_Task details_: Write out the entire sales and expenses passage below, word for word.

_Text section_:
>>>

The soft tissue repair product line includes synthetic and natural tissue hernia repair implants, natural tissue breast reconstruction implants and hernia fixation products. Consolidated net sales of soft tissue repair products for the quarter ended June 30, 2015 increased 4% on a reported basis (8% on a constant currency basis) compared to the prior year quarter. Consolidated net sales of soft tissue repair products for the six months ended June 30, 2015 increased 3% on a reported basis (7% on a constant currency basis) compared to the prior year period. Net sales in this product line were favorably impacted by growth in sales of synthetic hernia repair products and were partially offset by declines in sales of hernia fixation products, a trend that may continue.

Consolidated net sales of biosurgery products for the quarter ended June 30, 2015 increased 19% on both a reported basis and constant currency basis compared to the prior year quarter. Consolidated net sales of biosurgery products for the six months ended June 30, 2015 increased 15% on both a reported basis and constant currency basis compared to the prior year period. Net sales in the product line were favorably impacted by growth in sales of hemostats and surgical sealant products.

Other Products - The other product group includes irrigation, wound drainage and certain original equipment manufacturers’ products.

Costs and Expenses

A summary of costs and expenses as a percentage of net sales is as follows:

 

     Quarter Ended
June 30,
    Six Months Ended
June 30,
 
     2015     2014     2015(A)     2014  

Cost of goods sold

     38.8     38.8     38.4     38.7

Marketing, selling and administrative expense

     29.1     29.6     28.9     29.6

Research and development expense

     7.4     10.3     7.4     9.2

Interest expense

     1.3     1.4     1.3     1.4

Other (income) expense, net

     16.5     31.1     9.4     15.5
  

 

 

   

 

 

   

 

 

   

 

 

 

Total costs and expenses

  93.1   111.2   85.5   94.4
  

 

 

   

 

 

   

 

 

   

 

 

 

 

(A)  Amounts do not add due to rounding.

<<<

Dataset excerpts:
>>>

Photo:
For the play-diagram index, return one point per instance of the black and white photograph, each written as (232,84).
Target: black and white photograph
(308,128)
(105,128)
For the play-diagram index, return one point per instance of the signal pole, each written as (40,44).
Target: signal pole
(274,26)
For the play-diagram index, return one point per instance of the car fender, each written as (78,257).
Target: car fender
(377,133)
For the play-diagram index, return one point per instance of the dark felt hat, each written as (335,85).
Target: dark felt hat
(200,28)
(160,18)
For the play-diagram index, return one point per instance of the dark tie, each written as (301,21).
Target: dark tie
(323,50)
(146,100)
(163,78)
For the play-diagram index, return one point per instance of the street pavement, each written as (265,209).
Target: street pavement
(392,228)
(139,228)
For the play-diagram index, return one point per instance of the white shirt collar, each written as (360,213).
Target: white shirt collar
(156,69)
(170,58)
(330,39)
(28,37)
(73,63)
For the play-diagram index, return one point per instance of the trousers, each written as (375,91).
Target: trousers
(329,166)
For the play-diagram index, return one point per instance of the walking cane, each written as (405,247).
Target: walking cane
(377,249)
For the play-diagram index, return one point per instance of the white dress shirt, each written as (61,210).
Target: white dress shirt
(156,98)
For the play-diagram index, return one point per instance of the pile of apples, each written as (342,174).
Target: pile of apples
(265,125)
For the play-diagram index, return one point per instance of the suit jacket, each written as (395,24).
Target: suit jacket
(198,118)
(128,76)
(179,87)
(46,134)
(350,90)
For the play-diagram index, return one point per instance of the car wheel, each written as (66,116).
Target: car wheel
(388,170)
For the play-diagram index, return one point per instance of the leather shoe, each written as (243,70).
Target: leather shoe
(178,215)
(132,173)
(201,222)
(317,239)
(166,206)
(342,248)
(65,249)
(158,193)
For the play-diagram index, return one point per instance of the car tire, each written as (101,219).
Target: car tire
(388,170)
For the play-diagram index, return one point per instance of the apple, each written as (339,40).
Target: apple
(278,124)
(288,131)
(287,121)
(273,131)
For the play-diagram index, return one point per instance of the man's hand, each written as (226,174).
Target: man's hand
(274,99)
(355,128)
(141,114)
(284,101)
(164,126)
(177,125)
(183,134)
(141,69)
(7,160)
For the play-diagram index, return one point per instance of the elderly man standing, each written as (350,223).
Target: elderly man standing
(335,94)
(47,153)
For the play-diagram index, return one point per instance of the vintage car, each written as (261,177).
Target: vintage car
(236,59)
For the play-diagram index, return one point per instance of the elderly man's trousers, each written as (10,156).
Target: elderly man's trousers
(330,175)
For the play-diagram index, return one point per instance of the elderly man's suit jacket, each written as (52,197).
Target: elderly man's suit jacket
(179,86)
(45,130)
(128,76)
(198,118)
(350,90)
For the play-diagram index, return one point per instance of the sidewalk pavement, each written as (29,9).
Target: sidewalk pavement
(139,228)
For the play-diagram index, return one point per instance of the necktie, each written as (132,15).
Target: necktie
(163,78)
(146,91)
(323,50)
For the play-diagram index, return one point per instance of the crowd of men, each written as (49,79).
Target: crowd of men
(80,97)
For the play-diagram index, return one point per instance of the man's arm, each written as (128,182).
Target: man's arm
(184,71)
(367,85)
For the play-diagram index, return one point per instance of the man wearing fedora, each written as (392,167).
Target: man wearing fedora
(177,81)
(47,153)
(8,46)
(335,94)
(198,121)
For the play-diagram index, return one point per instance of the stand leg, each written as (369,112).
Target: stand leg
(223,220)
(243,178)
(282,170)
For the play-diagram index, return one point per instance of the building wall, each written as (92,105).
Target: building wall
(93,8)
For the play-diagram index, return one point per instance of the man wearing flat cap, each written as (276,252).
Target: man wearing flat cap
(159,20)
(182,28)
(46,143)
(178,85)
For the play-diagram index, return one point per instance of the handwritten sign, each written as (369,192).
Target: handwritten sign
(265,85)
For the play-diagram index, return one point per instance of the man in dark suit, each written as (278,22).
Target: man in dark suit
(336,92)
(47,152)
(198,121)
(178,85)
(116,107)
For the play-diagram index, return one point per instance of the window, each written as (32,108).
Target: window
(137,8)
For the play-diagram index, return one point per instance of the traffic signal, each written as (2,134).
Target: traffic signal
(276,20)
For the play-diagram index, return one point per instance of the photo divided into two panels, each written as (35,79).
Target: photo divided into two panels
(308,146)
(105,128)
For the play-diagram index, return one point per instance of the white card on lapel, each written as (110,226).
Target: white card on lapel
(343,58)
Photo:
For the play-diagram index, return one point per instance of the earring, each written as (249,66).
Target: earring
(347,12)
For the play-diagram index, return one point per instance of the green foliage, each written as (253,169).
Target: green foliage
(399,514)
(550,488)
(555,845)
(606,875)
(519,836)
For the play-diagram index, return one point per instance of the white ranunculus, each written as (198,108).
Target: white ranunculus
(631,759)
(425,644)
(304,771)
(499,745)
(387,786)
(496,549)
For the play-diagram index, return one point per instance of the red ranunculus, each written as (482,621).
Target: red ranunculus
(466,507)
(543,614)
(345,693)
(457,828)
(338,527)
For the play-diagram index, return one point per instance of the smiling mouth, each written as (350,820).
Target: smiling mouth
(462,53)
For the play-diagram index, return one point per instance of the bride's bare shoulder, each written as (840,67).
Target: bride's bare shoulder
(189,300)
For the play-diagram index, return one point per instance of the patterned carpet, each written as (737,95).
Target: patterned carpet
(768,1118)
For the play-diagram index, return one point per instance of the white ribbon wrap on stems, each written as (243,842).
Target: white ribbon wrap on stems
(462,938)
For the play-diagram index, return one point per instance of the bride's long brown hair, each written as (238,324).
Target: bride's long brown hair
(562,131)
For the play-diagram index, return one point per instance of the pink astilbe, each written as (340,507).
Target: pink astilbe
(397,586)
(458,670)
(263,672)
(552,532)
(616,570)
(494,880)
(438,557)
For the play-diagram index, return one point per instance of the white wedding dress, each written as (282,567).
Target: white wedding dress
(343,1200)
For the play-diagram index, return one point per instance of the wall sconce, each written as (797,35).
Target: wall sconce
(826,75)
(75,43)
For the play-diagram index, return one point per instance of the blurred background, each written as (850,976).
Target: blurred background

<<<

_Output_:
The soft tissue repair product line includes synthetic and natural tissue hernia repair implants, natural tissue breast reconstruction implants and hernia fixation products. Consolidated net sales of soft tissue repair products for the quarter ended June 30, 2015 increased 4% on a reported basis (8% on a constant currency basis) compared to the prior year quarter. Consolidated net sales of soft tissue repair products for the six months ended June 30, 2015 increased 3% on a reported basis (7% on a constant currency basis) compared to the prior year period. Net sales in this product line were favorably impacted by growth in sales of synthetic hernia repair products and were partially offset by declines in sales of hernia fixation products, a trend that may continue.

Consolidated net sales of biosurgery products for the quarter ended June 30, 2015 increased 19% on both a reported basis and constant currency basis compared to the prior year quarter. Consolidated net sales of biosurgery products for the six months ended June 30, 2015 increased 15% on both a reported basis and constant currency basis compared to the prior year period. Net sales in the product line were favorably impacted by growth in sales of hemostats and surgical sealant products.

Other Products - The other product group includes irrigation, wound drainage and certain original equipment manufacturers’ products.

Costs and Expenses

A summary of costs and expenses as a percentage of net sales is as follows:

 

     Quarter Ended
June 30,
    Six Months Ended
June 30,
 
     2015     2014     2015(A)     2014  

Cost of goods sold

     38.8     38.8     38.4     38.7

Marketing, selling and administrative expense

     29.1     29.6     28.9     29.6

Research and development expense

     7.4     10.3     7.4     9.2

Interest expense

     1.3     1.4     1.3     1.4

Other (income) expense, net

     16.5     31.1     9.4     15.5
  

 

 

   

 

 

   

 

 

   

 

 

 

Total costs and expenses

  93.1   111.2   85.5   94.4
  

 

 

   

 

 

   

 

 

   

 

 

 

 

(A)  Amounts do not add due to rounding.